**Directions for this task**:
Reproduce verbatim the entries between the line holding "Can you see the gray" and the line holding "column 258, row 196", inclusive.

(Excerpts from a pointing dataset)
= = = = = = =

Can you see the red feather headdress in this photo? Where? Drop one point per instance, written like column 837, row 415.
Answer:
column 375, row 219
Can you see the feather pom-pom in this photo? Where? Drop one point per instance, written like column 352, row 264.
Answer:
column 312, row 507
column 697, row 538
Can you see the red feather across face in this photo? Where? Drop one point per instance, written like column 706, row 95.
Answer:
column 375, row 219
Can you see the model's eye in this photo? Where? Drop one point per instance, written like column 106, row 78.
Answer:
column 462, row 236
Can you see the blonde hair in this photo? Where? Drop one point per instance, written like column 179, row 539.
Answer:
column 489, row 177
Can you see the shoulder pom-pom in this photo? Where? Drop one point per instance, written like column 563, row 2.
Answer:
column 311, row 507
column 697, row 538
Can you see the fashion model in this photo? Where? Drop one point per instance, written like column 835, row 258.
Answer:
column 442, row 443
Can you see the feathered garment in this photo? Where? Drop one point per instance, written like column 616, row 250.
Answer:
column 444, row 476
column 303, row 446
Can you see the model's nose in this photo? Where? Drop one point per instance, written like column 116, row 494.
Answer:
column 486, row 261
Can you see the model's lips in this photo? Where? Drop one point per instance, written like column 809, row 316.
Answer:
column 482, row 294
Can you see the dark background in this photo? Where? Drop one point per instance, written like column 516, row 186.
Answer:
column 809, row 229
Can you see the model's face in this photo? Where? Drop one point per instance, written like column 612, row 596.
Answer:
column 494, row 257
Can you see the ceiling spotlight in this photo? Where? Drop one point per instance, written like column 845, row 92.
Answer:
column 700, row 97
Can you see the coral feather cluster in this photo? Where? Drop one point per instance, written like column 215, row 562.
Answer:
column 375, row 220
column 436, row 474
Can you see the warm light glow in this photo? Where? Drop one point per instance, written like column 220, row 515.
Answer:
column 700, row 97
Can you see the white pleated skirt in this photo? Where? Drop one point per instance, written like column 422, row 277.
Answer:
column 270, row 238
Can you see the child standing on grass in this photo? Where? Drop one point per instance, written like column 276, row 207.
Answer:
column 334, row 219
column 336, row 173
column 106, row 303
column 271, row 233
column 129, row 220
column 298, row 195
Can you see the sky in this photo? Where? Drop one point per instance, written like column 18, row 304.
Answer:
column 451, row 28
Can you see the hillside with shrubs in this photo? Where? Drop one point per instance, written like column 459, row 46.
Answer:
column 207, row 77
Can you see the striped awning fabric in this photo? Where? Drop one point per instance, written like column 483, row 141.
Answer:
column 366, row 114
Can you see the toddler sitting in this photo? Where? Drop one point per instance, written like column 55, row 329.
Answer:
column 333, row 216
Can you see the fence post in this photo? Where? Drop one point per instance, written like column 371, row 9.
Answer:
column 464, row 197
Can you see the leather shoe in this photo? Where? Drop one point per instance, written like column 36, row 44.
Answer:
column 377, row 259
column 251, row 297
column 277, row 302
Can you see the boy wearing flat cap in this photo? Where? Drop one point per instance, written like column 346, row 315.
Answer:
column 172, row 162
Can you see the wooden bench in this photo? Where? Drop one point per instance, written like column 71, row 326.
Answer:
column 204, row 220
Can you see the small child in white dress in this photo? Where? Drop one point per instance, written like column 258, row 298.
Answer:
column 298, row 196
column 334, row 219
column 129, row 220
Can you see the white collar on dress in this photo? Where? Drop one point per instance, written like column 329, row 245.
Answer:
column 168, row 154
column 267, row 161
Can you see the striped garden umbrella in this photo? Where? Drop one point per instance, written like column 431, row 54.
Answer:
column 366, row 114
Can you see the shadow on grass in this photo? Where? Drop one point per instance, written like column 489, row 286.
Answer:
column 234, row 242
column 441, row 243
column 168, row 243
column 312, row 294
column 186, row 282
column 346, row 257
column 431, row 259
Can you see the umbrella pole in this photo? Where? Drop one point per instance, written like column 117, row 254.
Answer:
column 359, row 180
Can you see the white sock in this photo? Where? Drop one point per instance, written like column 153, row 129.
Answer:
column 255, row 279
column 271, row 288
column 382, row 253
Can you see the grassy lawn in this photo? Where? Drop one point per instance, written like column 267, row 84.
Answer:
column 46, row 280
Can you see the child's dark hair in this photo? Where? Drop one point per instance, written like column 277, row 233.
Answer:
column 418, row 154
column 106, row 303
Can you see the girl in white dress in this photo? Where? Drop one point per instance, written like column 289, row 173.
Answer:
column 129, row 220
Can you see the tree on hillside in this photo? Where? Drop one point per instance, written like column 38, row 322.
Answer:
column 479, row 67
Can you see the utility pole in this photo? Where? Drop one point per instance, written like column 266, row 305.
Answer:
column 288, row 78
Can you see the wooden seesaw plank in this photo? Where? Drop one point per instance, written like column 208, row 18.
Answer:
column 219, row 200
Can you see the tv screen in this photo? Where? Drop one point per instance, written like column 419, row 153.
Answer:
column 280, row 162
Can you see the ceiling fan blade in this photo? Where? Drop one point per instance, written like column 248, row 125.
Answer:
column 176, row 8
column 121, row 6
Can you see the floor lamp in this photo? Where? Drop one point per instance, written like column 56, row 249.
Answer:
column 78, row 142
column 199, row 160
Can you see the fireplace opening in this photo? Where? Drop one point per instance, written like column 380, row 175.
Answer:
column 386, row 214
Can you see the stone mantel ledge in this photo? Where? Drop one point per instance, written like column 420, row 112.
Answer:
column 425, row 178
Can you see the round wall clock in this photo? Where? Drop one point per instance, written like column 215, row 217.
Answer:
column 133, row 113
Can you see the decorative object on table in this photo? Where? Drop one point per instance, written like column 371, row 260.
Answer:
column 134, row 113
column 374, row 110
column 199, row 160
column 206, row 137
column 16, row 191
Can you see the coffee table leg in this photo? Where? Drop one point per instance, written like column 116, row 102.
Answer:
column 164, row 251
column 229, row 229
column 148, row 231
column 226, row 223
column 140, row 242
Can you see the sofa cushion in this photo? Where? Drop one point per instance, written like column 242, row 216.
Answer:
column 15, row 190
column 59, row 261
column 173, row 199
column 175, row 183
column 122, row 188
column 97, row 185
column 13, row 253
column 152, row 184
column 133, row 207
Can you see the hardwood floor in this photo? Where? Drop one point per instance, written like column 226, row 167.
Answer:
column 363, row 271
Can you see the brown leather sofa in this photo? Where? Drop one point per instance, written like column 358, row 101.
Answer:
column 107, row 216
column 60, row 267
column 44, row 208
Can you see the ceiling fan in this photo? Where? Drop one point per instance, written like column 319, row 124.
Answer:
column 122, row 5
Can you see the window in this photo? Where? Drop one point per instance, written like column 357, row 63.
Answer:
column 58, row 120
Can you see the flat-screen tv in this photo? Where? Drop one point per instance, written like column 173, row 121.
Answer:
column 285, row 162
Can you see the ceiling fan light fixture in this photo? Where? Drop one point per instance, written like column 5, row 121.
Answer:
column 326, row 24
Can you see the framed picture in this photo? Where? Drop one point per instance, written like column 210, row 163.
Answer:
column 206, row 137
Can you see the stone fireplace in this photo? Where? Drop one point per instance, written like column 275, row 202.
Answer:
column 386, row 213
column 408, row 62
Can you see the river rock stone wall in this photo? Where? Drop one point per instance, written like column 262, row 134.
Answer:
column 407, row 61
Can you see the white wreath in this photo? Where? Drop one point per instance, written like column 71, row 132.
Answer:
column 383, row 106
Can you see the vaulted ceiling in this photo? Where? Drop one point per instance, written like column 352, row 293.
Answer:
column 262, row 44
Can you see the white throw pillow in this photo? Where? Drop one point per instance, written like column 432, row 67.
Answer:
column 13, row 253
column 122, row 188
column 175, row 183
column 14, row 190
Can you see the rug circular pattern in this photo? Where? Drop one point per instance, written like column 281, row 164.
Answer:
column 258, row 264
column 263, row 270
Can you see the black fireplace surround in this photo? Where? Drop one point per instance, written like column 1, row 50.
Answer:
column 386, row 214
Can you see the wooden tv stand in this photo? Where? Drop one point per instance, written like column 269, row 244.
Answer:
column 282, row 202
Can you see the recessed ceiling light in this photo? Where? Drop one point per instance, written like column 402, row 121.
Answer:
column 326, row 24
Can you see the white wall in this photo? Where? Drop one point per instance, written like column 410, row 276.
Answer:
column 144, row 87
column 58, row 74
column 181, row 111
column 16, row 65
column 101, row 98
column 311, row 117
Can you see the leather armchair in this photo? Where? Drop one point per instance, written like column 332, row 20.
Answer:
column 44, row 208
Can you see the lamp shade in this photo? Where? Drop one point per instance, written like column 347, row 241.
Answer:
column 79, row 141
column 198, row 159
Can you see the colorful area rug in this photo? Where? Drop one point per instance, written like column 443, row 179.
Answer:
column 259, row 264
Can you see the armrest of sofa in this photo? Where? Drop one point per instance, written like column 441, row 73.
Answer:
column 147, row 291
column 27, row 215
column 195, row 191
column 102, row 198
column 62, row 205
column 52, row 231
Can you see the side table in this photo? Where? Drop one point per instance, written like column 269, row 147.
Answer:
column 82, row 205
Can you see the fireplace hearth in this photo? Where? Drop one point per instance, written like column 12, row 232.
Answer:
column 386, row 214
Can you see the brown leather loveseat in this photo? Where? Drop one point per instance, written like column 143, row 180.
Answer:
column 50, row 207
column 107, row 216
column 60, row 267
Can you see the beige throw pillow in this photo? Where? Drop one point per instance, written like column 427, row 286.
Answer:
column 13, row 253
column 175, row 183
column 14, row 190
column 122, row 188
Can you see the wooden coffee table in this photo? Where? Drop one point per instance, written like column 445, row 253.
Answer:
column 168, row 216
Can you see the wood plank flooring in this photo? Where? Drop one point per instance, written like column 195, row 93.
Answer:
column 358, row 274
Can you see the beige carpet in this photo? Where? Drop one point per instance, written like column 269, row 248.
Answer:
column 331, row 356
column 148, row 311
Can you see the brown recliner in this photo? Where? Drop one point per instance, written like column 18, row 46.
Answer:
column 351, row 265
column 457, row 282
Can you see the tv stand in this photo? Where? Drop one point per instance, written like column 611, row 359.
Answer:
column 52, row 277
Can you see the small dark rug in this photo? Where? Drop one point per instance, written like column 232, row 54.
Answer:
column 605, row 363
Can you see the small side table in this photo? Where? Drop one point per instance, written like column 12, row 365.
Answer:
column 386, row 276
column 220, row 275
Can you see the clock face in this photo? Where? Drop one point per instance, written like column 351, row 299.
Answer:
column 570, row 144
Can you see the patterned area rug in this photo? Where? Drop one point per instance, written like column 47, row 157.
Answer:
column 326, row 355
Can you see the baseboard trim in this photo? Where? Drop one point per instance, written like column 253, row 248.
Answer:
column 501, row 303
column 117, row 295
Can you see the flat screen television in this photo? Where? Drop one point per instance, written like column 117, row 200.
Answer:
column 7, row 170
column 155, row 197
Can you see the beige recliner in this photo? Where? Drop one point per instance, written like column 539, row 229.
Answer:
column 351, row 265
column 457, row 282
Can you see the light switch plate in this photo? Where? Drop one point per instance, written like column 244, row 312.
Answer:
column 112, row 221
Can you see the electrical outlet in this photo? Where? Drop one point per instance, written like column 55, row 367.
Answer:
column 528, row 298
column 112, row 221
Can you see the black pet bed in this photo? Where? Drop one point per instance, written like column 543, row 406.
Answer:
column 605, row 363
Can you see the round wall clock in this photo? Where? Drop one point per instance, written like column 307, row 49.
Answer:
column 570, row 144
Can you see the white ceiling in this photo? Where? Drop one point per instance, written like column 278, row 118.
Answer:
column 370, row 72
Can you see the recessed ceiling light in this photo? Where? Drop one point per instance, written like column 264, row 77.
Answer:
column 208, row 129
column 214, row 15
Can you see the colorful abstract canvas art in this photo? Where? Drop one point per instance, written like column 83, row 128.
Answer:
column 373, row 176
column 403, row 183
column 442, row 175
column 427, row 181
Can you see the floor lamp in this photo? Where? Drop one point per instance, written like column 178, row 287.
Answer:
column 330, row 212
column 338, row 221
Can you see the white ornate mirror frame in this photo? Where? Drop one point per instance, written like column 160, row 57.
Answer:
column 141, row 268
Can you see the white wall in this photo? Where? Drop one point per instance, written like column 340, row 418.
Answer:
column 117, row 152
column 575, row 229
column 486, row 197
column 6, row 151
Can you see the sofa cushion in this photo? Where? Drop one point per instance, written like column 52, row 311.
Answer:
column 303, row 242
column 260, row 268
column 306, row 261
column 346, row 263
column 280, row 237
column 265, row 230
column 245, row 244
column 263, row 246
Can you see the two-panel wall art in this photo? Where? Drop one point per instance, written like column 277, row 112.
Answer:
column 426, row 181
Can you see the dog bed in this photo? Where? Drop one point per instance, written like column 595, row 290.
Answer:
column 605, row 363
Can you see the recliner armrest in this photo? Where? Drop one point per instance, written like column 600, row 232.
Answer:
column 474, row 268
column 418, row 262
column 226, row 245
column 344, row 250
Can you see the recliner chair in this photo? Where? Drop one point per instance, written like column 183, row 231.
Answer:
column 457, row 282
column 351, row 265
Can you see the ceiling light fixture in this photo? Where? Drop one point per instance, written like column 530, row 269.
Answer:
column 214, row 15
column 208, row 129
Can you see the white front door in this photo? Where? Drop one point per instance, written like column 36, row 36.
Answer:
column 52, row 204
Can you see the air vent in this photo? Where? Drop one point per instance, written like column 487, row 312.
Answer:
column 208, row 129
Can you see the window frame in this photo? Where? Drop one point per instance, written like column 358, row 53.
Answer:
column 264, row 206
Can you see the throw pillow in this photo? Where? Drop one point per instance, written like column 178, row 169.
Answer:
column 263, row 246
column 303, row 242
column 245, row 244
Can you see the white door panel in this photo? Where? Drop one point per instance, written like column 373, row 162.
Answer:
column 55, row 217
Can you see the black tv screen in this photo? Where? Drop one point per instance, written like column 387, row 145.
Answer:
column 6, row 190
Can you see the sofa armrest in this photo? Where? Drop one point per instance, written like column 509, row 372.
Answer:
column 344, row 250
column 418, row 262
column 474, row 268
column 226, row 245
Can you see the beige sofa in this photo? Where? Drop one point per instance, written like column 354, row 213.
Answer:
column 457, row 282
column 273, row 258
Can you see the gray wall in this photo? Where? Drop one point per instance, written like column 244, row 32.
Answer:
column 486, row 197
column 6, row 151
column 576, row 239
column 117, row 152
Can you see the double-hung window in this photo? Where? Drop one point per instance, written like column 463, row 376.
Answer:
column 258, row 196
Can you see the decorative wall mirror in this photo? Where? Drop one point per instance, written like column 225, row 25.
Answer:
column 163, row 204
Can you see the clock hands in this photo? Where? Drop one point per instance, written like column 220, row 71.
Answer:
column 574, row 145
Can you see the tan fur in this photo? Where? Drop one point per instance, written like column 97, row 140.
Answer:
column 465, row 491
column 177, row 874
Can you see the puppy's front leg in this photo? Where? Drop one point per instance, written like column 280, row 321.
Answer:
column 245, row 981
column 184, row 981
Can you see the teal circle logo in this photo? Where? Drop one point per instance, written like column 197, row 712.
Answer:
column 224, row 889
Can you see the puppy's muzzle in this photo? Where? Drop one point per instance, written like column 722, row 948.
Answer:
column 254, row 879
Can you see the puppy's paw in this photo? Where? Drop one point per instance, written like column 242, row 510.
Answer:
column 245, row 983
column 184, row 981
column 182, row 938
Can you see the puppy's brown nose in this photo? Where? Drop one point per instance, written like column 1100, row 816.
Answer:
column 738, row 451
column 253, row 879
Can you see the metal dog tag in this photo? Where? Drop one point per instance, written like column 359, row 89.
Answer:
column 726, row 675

= = = = = = =

**Exercise result**:
Can you see the gray wall in this photo? Where? Drop one point per instance, written like column 244, row 32.
Answer:
column 486, row 197
column 6, row 151
column 576, row 239
column 117, row 152
Can you see the double-hung window in this photo? Where? Drop one point per instance, written like column 463, row 376.
Answer:
column 258, row 196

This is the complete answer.